2024年10月~12月にかけて放送された回では、
河北新報ニュースセンター副部長の 神田 一道 さんにインタビューをしました。
神田さんは河北新報の「やさしいにほんごニュース」を担当されています。
【 河北新報 「やさしいにほんごニュース」】
新聞社が発信するやさしい日本語のニュースは、まだ全国でも珍しいです。
河北新報ではどうして「やさしいにほんごニュース」を始めたのでしょうか?
「やさしいにほんごニュース」を書く際の工夫は?
通常の新聞記事との違いや、嬉しい反響についてなど、たくさんお話ししていただきました。
♪音声ではこちらから聴くことができます♪
ブログでは3回に分けてインタビューの内容をお届けします。
今回は第1回目です!
難しい言葉を簡単な言葉に言い換えるなど、外国人などにとって分かりやすくした日本語のことです。
1995年に関西で阪神淡路大震災という大きな地震が起こり、その時、多くの外国人が大事な情報をもらえなくて困っていました。それをきっかけに、やさしい日本語はわかりやすくて早く災害情報を知らせるための方法として生まれました。現在、やさしい日本語は、外国人にとって分かりやすい会話や情報を届けるためのツールとして日々使われています。

[取り組む課題]
- a) 河北新報のインタビュー紹介文の「河北新報ではどうして「やさしいにほんごニュース」を始めたのでしょうか?」から始まり「やすくした日本語のことです。」までの部分を、「ブログ」を「ウェブサイト」に置き換えて書き直してください。
- b) 河北新報のインタビュー紹介文の最後の文を引き継ぎ、その後に続く文章を書いてください。

[記録の抜粋]
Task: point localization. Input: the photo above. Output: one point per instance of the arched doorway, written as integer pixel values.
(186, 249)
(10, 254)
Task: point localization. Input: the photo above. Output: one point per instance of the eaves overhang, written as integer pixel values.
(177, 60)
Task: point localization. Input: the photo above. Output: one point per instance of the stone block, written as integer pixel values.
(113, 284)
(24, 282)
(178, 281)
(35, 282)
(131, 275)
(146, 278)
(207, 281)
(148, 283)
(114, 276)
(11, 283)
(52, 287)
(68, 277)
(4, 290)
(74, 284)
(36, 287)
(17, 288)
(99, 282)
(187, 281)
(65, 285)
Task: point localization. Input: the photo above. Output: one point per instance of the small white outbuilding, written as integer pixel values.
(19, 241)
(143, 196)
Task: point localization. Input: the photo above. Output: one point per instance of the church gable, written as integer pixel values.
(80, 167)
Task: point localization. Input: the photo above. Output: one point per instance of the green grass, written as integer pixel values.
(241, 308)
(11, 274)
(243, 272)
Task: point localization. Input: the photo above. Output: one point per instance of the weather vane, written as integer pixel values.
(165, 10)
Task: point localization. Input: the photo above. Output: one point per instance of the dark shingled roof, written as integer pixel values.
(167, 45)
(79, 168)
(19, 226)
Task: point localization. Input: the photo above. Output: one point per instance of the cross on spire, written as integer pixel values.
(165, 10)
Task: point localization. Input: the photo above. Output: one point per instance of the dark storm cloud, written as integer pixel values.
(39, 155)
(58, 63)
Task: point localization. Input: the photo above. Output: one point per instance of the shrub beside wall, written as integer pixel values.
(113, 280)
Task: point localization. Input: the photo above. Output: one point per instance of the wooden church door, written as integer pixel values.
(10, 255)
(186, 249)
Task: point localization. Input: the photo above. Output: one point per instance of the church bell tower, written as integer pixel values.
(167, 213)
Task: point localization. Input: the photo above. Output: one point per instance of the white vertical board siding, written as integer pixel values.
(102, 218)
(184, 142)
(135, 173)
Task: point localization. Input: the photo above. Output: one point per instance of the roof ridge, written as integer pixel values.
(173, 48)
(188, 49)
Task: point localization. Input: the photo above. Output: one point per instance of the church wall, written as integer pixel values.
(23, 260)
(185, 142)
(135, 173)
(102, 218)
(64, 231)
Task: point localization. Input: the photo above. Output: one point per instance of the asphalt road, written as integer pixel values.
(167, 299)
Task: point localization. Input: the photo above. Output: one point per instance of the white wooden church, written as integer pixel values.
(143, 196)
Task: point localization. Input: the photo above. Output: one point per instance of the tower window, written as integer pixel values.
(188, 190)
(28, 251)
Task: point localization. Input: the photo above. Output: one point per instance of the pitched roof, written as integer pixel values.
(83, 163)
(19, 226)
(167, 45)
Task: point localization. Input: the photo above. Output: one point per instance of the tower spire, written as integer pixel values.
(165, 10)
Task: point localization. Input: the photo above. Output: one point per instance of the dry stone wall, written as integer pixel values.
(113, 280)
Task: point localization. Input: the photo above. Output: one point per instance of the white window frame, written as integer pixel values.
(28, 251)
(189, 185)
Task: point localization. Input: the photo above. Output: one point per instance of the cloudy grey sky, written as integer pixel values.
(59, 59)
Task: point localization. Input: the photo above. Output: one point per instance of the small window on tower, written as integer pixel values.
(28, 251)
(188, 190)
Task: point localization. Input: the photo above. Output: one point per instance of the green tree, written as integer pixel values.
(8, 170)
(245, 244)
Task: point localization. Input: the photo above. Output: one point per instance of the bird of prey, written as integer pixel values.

[課題ごとの結果]
- a)
河北新報ではどうして「やさしいにほんごニュース」を始めたのでしょうか?
「やさしいにほんごニュース」を書く際の工夫は?
通常の新聞記事との違いや、嬉しい反響についてなど、たくさんお話ししていただきました。
♪音声ではこちらから聴くことができます♪
ウェブサイトでは3回に分けてインタビューの内容をお届けします。
今回は第1回目です!
難しい言葉を簡単な言葉に言い換えるなど、外国人などにとって分かりやすくした日本語のことです。

- b)
その中で、仙台の新聞社、河北新報もやさしい日本語で情報を出しています。
【インタビュー】
聞き手:CIR イーライ、テシア
イーライ
神田さん、今日はどうもありがとうございます。改めて自己紹介をお願いします。
神田さん
河北新報編集局のニュースセンターでデスクをしている 神田 一道 と申します。 入社して27年目になります。
デスクという仕事について少し説明します。
新聞社には新聞記者がいます。そしてその上に、キャップというお仕事があります。キャップは新聞記者を指導したり、まとめたり、こういう取材したらどうかとアドバイスをしたり、あるいはちょっと原稿を直したりします。その上に、原稿をさらにチェックして、新聞記事を作ってくれる人に渡す作業をする人がいます。これがデスクです。
私は20年以上新聞記者をして、宮城県警を取材する部署で2年間ぐらいキャップをしました。そして2023年からデスクをしていて、今2年目になります。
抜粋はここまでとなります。